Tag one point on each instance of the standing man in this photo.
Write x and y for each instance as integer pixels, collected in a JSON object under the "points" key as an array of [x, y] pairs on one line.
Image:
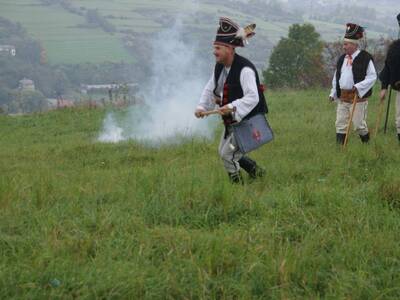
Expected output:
{"points": [[235, 87], [355, 76], [390, 75]]}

What to do: Retype every record above word for word, leaving out any pictures.

Solution for this problem:
Tag one point on each instance of the standing man in this photo.
Write x and y for each instance as integer pixels, collected in a JSON object under the "points" key as an array of [x, y] pairs on one line.
Image:
Expected output:
{"points": [[235, 87], [355, 76], [390, 75]]}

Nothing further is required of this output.